**DIRECTIVES:**
(A) Sum up the passage on Elizabeth and the House of Commons in three sentences.
(B) Write a continuation of the passage on Elizabeth and the House of Commons, beginning right after its final line.

Elizabeth, before the House of Commons could address her, took out of their mouths the words which they were about to utter in the name of the nation. Her promises went beyond their desires. Her performance followed close upon her promise. She did not treat the nation as an adverse party, as a party which had an interest opposed to hers, as a party to which she was to grant as few advantages as possible, and from which she was to extort as much money as possible. Her benefits were given, not sold; and, when once given, they were never withdrawn. She gave them too with a frankness, an effusion of heart, a princely dignity, a motherly tenderness, which enhanced their value. They were received by the sturdy country gentlemen who had come up to Westminster full of resentment, with tears of joy, and shouts of “God save the Queen.” Charles the First gave up half the prerogatives of his crown to the Commons; and the Commons sent him in return the Grand Remonstrance.

We had intended to say something concerning that illustrious group of which Elizabeth is the central figure, that group which the last of the bards saw in vision from the top of Snowdon, encircling the Virgin Queen,

“Many a baron bold,

And gorgeous dames and statesmen old

In bearded majesty.”

**INFORMATION GIVEN:**

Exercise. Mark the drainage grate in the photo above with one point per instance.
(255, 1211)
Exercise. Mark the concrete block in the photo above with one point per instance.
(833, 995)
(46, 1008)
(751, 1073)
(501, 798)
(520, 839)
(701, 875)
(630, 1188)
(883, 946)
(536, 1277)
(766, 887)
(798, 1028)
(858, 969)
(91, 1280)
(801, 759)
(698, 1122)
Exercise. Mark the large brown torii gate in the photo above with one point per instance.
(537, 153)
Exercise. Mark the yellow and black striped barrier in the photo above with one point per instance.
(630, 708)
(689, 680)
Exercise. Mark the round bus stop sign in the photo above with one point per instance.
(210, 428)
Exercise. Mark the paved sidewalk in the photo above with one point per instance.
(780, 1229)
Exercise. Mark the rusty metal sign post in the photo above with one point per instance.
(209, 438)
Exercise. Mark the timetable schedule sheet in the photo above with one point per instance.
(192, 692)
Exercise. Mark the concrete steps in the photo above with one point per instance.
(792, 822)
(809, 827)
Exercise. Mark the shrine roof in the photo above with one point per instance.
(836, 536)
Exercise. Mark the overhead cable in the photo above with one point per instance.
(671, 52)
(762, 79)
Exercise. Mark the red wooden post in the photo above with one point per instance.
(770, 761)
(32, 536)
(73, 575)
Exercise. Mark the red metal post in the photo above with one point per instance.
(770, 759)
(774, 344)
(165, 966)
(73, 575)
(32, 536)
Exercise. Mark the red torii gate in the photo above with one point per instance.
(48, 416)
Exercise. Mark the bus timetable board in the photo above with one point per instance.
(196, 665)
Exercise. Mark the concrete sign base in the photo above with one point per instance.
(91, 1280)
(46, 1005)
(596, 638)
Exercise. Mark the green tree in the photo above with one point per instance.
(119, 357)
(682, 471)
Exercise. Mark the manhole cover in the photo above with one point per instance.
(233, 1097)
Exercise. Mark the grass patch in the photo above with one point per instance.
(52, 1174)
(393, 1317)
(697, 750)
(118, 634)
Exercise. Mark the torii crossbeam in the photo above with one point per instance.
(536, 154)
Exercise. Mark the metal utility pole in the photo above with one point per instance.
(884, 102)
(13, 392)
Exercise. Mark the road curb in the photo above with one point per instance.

**THE ANSWERS:**
(A) Elizabeth anticipated what the House of Commons meant to ask, promised more than it wanted, and kept her promises, treating the nation not as an opponent to be squeezed but as a people to whom she gave benefits freely and never took them back. Her generosity and tenderness moved the resentful country gentlemen at Westminster to tears of joy and shouts of "God save the Queen," whereas Charles the First surrendered half his prerogatives and received the Grand Remonstrance in return. The passage then turns to the illustrious group around Elizabeth that the last of the bards saw in vision from Snowdon, made up of bold barons, gorgeous dames, and old statesmen.

(B)
We had intended to say something concerning the dexterous Walsingham, the impetuous Oxford, the graceful Sackville, the all-accomplished Sydney; concerning Essex, the ornament of the court and of the camp, the model of chivalry, the munificent patron of genius, whom great virtues, great courage, great talents, the favour of his sovereign, the love of his countrymen, all that seemed to ensure a happy and glorious life, led to an early and an ignominious death, concerning Raleigh, the soldier, the sailor, the scholar, the courtier, the orator, the poet, the historian, the philosopher, whom we picture to ourselves, sometimes reviewing the Queen’s guard, sometimes giving chase to a Spanish galleon, then answering the chiefs of the country party in the House of Commons, then again murmuring one of his sweet love-songs too near the ears of her Highness’s maids of honour, and soon after poring over the Talmud, or collating Polybius with Livy. We had intended also to say something concerning the literature of that splendid period, and especially concerning those two incomparable men, the Prince of Poets, and the Prince of Philosophers, who have made the Elizabethan age a more glorious and important era in the history of the human mind than the age of Pericles, of Augustus, or of Leo. But subjects so vast require a space far larger than we can at present afford. We therefore stop here, fearing that, if we proceed, our article may swell to a bulk exceeding that of all other reviews, as much as Dr. Nares’s book exceeds the bulk of all other histories.